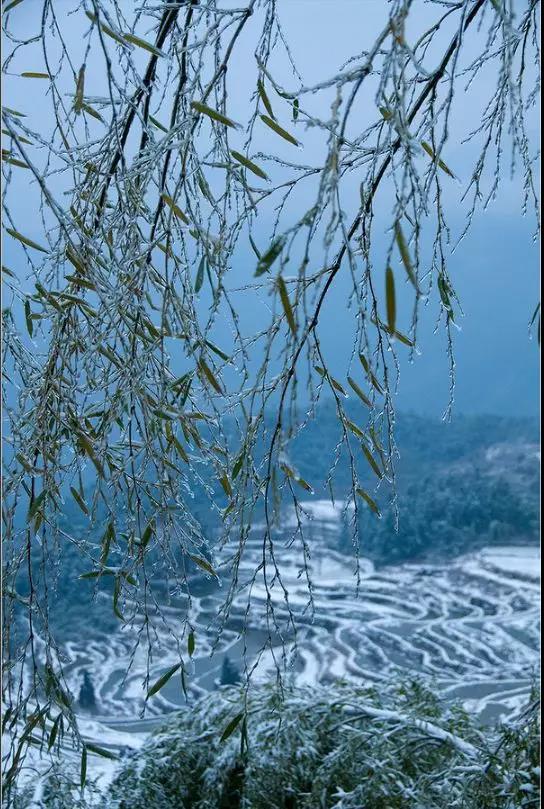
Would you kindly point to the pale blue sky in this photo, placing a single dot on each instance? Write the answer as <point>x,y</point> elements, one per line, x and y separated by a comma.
<point>495,269</point>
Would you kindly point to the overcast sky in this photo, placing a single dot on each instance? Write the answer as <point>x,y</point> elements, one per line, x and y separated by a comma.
<point>495,269</point>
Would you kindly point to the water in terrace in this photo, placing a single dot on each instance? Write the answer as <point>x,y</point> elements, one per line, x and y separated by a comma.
<point>468,626</point>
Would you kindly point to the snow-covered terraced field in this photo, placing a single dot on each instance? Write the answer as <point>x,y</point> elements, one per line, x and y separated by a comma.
<point>470,626</point>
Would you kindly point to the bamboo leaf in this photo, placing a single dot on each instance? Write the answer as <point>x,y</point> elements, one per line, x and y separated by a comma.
<point>14,161</point>
<point>163,680</point>
<point>353,384</point>
<point>90,111</point>
<point>372,463</point>
<point>286,303</point>
<point>217,351</point>
<point>79,500</point>
<point>405,254</point>
<point>107,30</point>
<point>204,564</point>
<point>101,751</point>
<point>213,114</point>
<point>249,164</point>
<point>25,240</point>
<point>231,727</point>
<point>370,374</point>
<point>28,318</point>
<point>200,275</point>
<point>225,484</point>
<point>268,258</point>
<point>147,534</point>
<point>176,210</point>
<point>210,376</point>
<point>279,130</point>
<point>264,98</point>
<point>238,465</point>
<point>390,297</point>
<point>80,87</point>
<point>35,506</point>
<point>440,162</point>
<point>158,124</point>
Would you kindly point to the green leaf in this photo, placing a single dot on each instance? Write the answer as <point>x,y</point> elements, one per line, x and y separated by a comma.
<point>264,98</point>
<point>83,770</point>
<point>374,466</point>
<point>14,161</point>
<point>147,534</point>
<point>405,254</point>
<point>249,164</point>
<point>231,727</point>
<point>354,429</point>
<point>213,114</point>
<point>353,384</point>
<point>279,130</point>
<point>368,369</point>
<point>204,564</point>
<point>441,163</point>
<point>176,210</point>
<point>80,87</point>
<point>200,275</point>
<point>101,751</point>
<point>54,731</point>
<point>210,376</point>
<point>217,351</point>
<point>28,318</point>
<point>92,112</point>
<point>25,240</point>
<point>390,297</point>
<point>268,258</point>
<point>158,124</point>
<point>36,504</point>
<point>107,30</point>
<point>225,484</point>
<point>238,465</point>
<point>87,447</point>
<point>370,502</point>
<point>163,680</point>
<point>107,537</point>
<point>79,500</point>
<point>286,303</point>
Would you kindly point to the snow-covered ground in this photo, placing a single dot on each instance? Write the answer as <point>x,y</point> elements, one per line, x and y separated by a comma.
<point>470,626</point>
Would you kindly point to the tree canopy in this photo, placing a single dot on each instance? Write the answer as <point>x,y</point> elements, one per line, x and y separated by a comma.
<point>180,214</point>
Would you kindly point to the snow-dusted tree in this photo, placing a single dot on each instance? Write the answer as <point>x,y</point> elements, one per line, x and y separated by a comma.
<point>150,178</point>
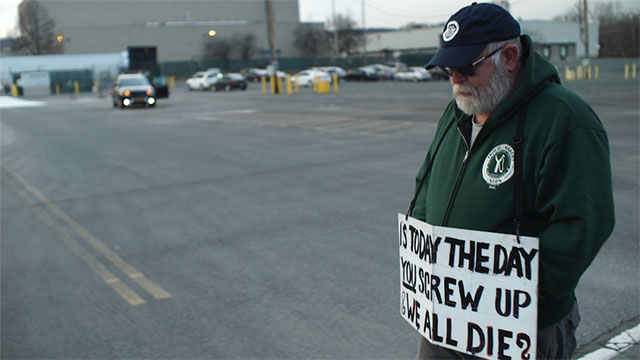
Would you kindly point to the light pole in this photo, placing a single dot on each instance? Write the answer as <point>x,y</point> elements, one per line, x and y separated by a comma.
<point>364,38</point>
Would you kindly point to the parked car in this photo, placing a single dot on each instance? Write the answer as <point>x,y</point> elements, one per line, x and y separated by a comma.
<point>229,82</point>
<point>333,70</point>
<point>254,74</point>
<point>384,72</point>
<point>361,74</point>
<point>130,89</point>
<point>161,86</point>
<point>202,80</point>
<point>306,77</point>
<point>414,73</point>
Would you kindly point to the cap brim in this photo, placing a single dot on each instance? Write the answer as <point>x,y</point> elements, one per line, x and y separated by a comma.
<point>455,56</point>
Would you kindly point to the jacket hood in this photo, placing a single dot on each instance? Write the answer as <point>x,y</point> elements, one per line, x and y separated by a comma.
<point>536,74</point>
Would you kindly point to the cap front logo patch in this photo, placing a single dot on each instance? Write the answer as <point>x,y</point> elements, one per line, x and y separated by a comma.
<point>498,166</point>
<point>451,31</point>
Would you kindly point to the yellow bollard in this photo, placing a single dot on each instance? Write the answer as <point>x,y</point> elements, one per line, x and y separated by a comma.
<point>569,74</point>
<point>579,72</point>
<point>626,71</point>
<point>288,80</point>
<point>324,87</point>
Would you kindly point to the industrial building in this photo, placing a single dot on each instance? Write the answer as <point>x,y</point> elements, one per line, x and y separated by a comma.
<point>179,29</point>
<point>558,41</point>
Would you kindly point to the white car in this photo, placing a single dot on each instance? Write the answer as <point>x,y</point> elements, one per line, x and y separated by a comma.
<point>202,80</point>
<point>413,73</point>
<point>333,70</point>
<point>306,77</point>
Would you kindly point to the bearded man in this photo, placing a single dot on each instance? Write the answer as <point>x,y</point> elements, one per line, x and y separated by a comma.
<point>517,153</point>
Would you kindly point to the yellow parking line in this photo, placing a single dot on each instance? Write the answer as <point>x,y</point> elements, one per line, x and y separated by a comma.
<point>123,290</point>
<point>148,285</point>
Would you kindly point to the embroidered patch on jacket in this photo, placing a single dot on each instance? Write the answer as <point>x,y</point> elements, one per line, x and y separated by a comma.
<point>452,30</point>
<point>498,166</point>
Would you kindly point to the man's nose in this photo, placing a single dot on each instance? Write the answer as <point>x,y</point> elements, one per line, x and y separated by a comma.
<point>456,77</point>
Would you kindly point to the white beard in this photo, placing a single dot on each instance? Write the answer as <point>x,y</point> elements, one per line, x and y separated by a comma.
<point>487,100</point>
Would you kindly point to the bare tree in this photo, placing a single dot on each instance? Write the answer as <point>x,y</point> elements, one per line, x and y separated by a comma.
<point>619,28</point>
<point>37,30</point>
<point>246,45</point>
<point>310,40</point>
<point>350,39</point>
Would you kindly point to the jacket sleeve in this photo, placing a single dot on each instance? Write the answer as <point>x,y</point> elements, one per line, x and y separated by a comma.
<point>419,211</point>
<point>575,195</point>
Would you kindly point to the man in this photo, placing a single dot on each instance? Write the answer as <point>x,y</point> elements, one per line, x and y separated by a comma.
<point>517,153</point>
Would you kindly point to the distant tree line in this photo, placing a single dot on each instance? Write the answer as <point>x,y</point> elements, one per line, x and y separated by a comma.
<point>314,41</point>
<point>619,31</point>
<point>35,32</point>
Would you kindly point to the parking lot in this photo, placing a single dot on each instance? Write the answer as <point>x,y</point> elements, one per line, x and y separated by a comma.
<point>267,223</point>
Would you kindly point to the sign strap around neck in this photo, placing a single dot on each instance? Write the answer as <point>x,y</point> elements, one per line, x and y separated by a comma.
<point>428,170</point>
<point>518,192</point>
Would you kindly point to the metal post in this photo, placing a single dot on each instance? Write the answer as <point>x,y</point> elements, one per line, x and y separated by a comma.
<point>586,29</point>
<point>272,43</point>
<point>364,38</point>
<point>335,31</point>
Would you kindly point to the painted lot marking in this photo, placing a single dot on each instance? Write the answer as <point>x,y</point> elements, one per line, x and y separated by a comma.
<point>130,296</point>
<point>616,345</point>
<point>7,102</point>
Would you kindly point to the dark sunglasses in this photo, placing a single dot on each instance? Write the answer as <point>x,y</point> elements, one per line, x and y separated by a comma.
<point>469,69</point>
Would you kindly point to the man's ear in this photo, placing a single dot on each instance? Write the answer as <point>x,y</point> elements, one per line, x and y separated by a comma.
<point>510,57</point>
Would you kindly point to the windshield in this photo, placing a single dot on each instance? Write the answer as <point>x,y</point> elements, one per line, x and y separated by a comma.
<point>133,81</point>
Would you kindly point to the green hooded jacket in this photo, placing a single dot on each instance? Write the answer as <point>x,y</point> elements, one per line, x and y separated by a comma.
<point>568,200</point>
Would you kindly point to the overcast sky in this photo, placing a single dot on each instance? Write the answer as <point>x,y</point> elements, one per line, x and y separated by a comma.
<point>396,13</point>
<point>380,13</point>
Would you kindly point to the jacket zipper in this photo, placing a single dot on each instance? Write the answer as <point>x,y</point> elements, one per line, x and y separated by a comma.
<point>458,180</point>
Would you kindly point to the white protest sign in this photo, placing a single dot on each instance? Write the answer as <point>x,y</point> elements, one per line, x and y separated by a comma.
<point>471,291</point>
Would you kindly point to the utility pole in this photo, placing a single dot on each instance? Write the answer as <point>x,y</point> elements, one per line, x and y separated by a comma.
<point>586,29</point>
<point>364,38</point>
<point>335,31</point>
<point>272,44</point>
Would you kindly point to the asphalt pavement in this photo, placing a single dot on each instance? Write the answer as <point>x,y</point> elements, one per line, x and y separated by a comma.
<point>245,225</point>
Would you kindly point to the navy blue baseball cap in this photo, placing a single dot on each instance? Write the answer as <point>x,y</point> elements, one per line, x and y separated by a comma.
<point>469,30</point>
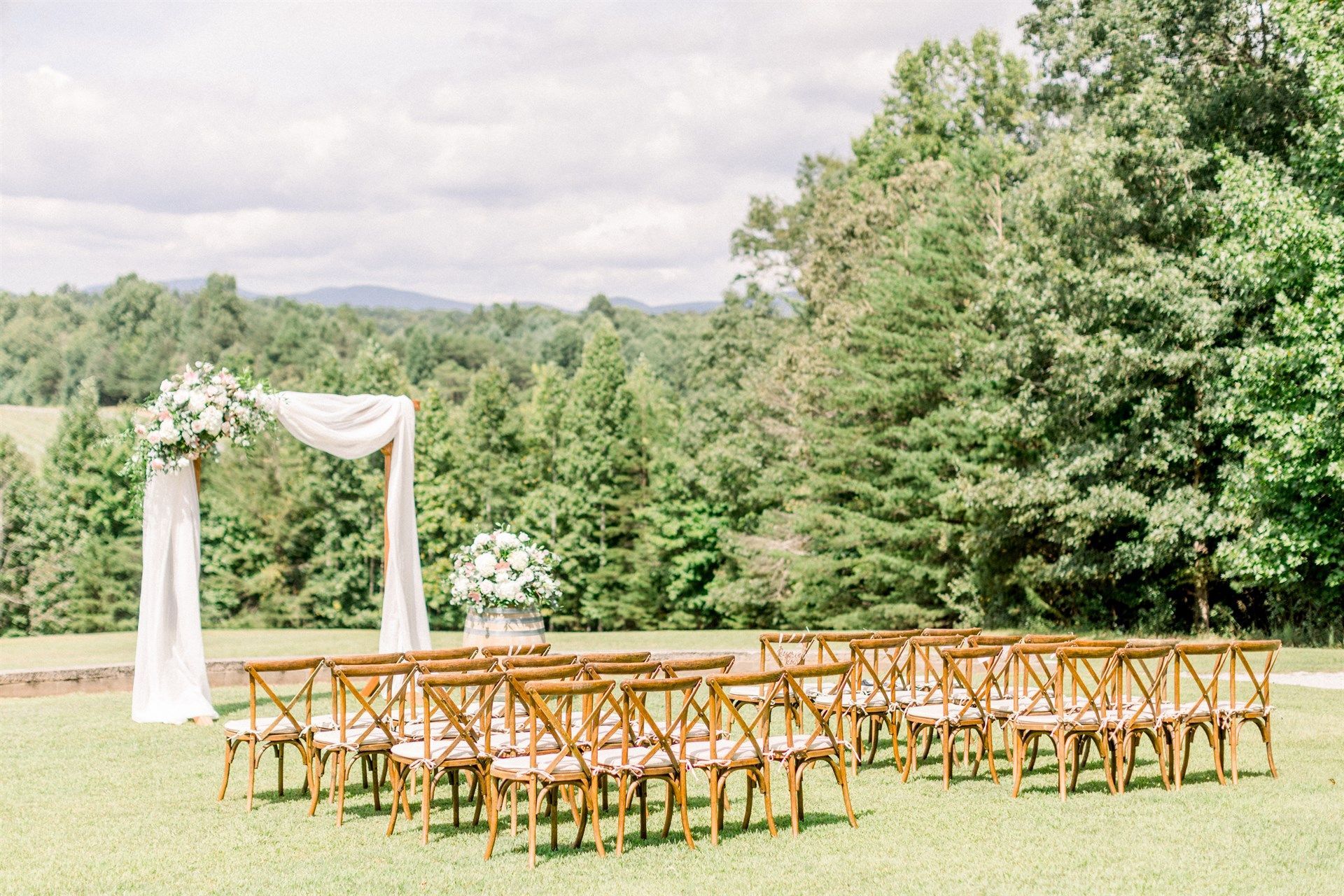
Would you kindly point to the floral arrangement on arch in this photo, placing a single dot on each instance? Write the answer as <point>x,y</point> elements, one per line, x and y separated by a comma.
<point>198,413</point>
<point>503,570</point>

::::

*EXERCISE OBJECTIVE*:
Only one thing is required: an exact printout of the lines from the line containing "Would you kindly point to the jacket zipper" through the last line of the records, pictures excluded.

*ANSWER*:
Would you kindly point to the jacket zipper in this photo, placing a single dot on each instance? Write the answer as <point>x,y</point> elements, one per line, x and y separated by a comma.
<point>458,180</point>
Would you kindly point to the white protest sign in this photo, placing a single dot on each instance? Write the answer as <point>x,y</point> elements, one per line, x and y separated by a comma.
<point>471,291</point>
Would you kindly point to the utility pole in this photo, placing a single dot on each instance? Write the answer as <point>x,y</point> elements, one per line, x and y separated by a comma.
<point>586,29</point>
<point>364,38</point>
<point>335,31</point>
<point>272,44</point>
Would you kindly point to the asphalt pavement in this photo, placing a single dot on each instance? Write the answer as <point>x,y</point> elements, one per line, x and y separated by a comma.
<point>245,225</point>
Would you kindly point to the navy blue baseball cap in this photo, placing a single dot on each instance? Write the answer as <point>x,y</point> elements, one per line, x and y separated by a comma.
<point>469,30</point>
Would you kindly point to the floral arrangement on arch in this photo, placing a single dot on each instance? Write the answer as <point>x,y</point> elements, one per line, x and y separated by a comma.
<point>198,413</point>
<point>503,570</point>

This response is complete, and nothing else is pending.